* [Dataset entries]
--- START ---
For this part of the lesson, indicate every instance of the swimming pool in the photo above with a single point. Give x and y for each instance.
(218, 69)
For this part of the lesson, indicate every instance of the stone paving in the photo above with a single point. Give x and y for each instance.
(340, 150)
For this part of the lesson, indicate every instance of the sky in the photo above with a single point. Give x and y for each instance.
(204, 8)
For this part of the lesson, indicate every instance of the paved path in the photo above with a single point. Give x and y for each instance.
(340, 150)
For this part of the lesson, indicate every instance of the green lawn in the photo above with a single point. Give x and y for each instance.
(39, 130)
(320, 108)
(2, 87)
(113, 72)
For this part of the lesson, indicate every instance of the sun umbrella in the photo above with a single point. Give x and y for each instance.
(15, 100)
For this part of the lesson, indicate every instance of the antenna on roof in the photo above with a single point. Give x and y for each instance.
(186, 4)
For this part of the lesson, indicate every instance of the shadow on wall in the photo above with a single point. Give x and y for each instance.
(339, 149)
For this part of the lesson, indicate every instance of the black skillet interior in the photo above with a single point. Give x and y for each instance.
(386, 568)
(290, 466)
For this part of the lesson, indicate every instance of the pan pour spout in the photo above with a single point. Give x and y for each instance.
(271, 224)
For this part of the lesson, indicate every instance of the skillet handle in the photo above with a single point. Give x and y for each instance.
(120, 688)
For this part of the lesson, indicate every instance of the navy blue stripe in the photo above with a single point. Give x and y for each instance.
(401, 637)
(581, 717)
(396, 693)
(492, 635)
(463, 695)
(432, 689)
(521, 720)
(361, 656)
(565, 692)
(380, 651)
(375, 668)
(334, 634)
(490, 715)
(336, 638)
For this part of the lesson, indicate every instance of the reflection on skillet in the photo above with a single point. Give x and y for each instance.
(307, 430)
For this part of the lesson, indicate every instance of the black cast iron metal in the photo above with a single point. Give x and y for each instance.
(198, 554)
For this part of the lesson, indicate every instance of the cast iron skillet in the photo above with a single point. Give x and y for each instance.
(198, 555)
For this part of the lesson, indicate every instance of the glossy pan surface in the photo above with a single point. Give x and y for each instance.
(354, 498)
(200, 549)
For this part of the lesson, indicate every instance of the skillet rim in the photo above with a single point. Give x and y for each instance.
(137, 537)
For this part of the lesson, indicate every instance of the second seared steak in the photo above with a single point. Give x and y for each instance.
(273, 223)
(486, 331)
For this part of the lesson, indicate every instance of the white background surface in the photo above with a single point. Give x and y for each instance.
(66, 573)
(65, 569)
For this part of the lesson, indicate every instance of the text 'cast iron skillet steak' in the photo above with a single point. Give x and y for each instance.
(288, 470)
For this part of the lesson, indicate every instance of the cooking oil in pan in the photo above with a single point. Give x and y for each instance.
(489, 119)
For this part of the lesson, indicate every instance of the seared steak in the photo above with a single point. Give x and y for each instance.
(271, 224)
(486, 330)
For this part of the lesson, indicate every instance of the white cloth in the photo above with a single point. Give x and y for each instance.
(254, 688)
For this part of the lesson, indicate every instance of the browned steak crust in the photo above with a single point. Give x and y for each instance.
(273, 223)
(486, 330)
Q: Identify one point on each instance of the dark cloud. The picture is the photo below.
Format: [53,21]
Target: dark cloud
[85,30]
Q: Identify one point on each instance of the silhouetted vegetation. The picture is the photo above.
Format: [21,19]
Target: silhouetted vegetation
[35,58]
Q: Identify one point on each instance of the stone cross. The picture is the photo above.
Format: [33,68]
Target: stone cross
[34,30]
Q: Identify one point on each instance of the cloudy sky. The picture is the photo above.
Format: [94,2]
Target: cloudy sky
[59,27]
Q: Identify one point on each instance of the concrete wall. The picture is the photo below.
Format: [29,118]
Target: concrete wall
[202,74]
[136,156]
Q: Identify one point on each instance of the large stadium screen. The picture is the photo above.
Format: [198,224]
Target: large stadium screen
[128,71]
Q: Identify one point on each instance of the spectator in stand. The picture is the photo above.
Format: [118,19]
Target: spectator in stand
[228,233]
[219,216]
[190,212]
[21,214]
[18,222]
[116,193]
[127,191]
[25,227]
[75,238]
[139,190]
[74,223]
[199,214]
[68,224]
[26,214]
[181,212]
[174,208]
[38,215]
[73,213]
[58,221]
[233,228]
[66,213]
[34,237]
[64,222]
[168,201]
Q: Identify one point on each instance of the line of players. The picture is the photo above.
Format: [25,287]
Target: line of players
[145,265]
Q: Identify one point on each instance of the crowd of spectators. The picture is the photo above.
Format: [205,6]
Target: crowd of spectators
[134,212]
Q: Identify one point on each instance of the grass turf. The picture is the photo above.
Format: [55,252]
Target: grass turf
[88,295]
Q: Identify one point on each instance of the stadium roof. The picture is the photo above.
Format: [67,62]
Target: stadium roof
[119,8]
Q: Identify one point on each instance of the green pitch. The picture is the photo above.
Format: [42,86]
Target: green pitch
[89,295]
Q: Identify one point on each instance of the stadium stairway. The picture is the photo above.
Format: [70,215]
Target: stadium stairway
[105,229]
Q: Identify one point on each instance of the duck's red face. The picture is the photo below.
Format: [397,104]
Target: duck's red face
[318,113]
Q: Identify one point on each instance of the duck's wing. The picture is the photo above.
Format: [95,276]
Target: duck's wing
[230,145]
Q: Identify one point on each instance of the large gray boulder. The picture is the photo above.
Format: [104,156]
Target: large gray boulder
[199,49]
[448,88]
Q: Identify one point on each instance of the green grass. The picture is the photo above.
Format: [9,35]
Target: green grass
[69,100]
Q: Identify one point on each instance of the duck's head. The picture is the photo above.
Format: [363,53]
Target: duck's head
--- END ---
Exactly as they stand above, write out all the entries again.

* [Exercise output]
For this part of the lesson, indicate every instance of the swimming pool in the photo above with a single point. Give x and y for each instance.
(218, 69)
For this part of the lesson, indicate every instance of the stone paving in the photo above with a single point. Give x and y for each instance.
(340, 150)
For this part of the lesson, indicate every instance of the sky in the photo above with a single point. Give x and y for each instance.
(204, 8)
For this part of the lesson, indicate every instance of the paved path in the photo above with a single point. Give x and y for each instance.
(340, 150)
For this part of the lesson, indicate every instance of the green lawn in the photo above with a single point. Give x and y for each instance.
(39, 130)
(320, 108)
(2, 87)
(113, 72)
For this part of the lesson, indicate every instance of the sun umbrella in the photo above with a single point. Give x and y for each instance.
(15, 100)
For this part of the lesson, indicate every instance of the antenna on roof in the photo above with a single point. Give x and y for each instance.
(186, 4)
For this part of the lesson, indicate every instance of the shadow on wall in the photo above with a single point. Give x and y for each instance.
(339, 149)
For this part of the lesson, indicate every instance of the black skillet interior in the photo above with a single point. Give x and y for each instance.
(386, 568)
(290, 466)
For this part of the lesson, indicate every instance of the pan pour spout in the photo above with a single point. Give x and y for each instance.
(271, 224)
For this part of the lesson, indicate every instance of the skillet handle in the photo above with a single point. Give x and y for each instance.
(120, 688)
For this part of the lesson, indicate every instance of the navy blue stripe in the photo above with a single point. Give x and y for each instance.
(401, 637)
(581, 717)
(396, 693)
(492, 635)
(463, 695)
(432, 689)
(521, 720)
(361, 656)
(565, 692)
(380, 651)
(375, 668)
(334, 634)
(490, 715)
(336, 638)
For this part of the lesson, indicate every instance of the reflection on skillet in the photo above with a single point. Give x and y for each instance.
(307, 430)
For this part of the lesson, indicate every instance of the black cast iron metal in the photo above with a single point. Give x and y for each instance.
(198, 554)
For this part of the lesson, indicate every instance of the cast iron skillet in the photo above with a single point. Give x and y for each instance.
(198, 555)
For this part of the lesson, indicate every instance of the glossy pan surface in the photo above with a single point. Give x and y for each instance.
(354, 498)
(200, 549)
For this part of the lesson, indicate every instance of the skillet rim in the photo above with a single point. Give x and y for each instance.
(137, 537)
For this part of the lesson, indicate every instance of the second seared steak in the photo above with a single point. Give x and y for each instance.
(273, 223)
(486, 331)
For this part of the lesson, indicate every instance of the white background surface in the photo above with a single point. Give x and y for each instance.
(66, 573)
(65, 569)
For this part of the lesson, indicate every instance of the text 'cast iron skillet steak' in the photo above with a single point. Give x and y for each instance.
(288, 470)
For this part of the lesson, indicate every instance of the cooking oil in pan in the photo above with a single point. Give x and y for each instance.
(489, 119)
For this part of the lesson, indicate every instance of the seared steak in the photo above with a single point. Give x and y for each instance.
(271, 224)
(486, 330)
For this part of the lesson, indicate every instance of the white cloth in the photo above with a single point. Give x and y for each instance.
(254, 688)
For this part of the lesson, indicate every instance of the browned steak crust in the photo above with a single point. Give x and y for each instance.
(273, 223)
(486, 330)
Q: Identify one point on each instance of the dark cloud. The picture is the photo below.
Format: [53,21]
Target: dark cloud
[85,30]
Q: Identify one point on each instance of the silhouetted vegetation. The picture is the photo above.
Format: [21,19]
Target: silhouetted vegetation
[35,58]
Q: Identify one point on each instance of the stone cross. The picture is the photo above.
Format: [33,68]
Target: stone cross
[34,30]
Q: Identify one point on each instance of the cloudy sky. The picture is the photo above.
Format: [94,2]
Target: cloudy sky
[59,27]
Q: Identify one point on each instance of the concrete wall. The picture is the photo below.
Format: [29,118]
Target: concrete wall
[202,74]
[136,156]
Q: Identify one point on each instance of the large stadium screen. The picture is the photo above.
Format: [198,224]
Target: large stadium screen
[128,71]
Q: Identify one point on each instance of the spectator in stand. The picture is the photo above.
Format: [118,19]
Target: spectator in stand
[228,233]
[219,216]
[190,212]
[21,214]
[18,222]
[116,193]
[127,191]
[25,227]
[75,238]
[139,190]
[74,223]
[199,214]
[68,224]
[26,214]
[181,212]
[174,208]
[38,215]
[73,213]
[58,221]
[233,228]
[66,213]
[34,237]
[64,222]
[168,201]
Q: Identify one point on each instance of the line of players. The picture is the photo above.
Format: [25,287]
Target: line of players
[145,265]
Q: Identify one point on each instance of the crowd of spectators. The picture is the photo above.
Format: [205,6]
Target: crowd of spectators
[134,212]
Q: Identify one point on each instance of the grass turf. The picture is the photo above.
Format: [55,252]
Target: grass turf
[88,295]
Q: Identify one point on each instance of the stadium roof. The picture is the photo above.
Format: [67,62]
Target: stadium roof
[119,8]
Q: Identify one point on each instance of the green pitch. The picture is the photo above.
Format: [42,86]
Target: green pitch
[89,295]
Q: Identify one point on each instance of the stadium stairway. The picture is the photo above.
Format: [70,215]
Target: stadium stairway
[105,229]
Q: Identify one point on each instance of the duck's red face. The picture is the photo below.
Format: [397,104]
Target: duck's red face
[318,113]
Q: Identify one point on each instance of the duck's wing. The picture is the photo above.
Format: [95,276]
Target: duck's wing
[230,145]
Q: Identify one point on each instance of the large gray boulder. The picture is the photo above.
Format: [104,156]
Target: large gray boulder
[199,49]
[448,88]
Q: Identify one point on each instance of the green grass. The picture is the photo above.
Format: [9,35]
Target: green grass
[69,100]
Q: Identify one point on each instance of the duck's head. The picture is the photo above.
Format: [363,53]
Target: duck's head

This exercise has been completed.